Collected data entries:
━━━━━━
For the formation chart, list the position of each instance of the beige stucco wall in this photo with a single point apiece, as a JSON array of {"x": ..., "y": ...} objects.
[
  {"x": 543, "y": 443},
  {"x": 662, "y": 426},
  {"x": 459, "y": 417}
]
━━━━━━
▶ _What you should do_
Reproduce every record that appears above, keeping the wording exact.

▶ _Answer box_
For the formation chart, list the position of each instance of the beige stucco wall in this photo with a single point apiece, as a JSON array of {"x": ..., "y": ...} objects.
[
  {"x": 543, "y": 443},
  {"x": 662, "y": 426},
  {"x": 459, "y": 417}
]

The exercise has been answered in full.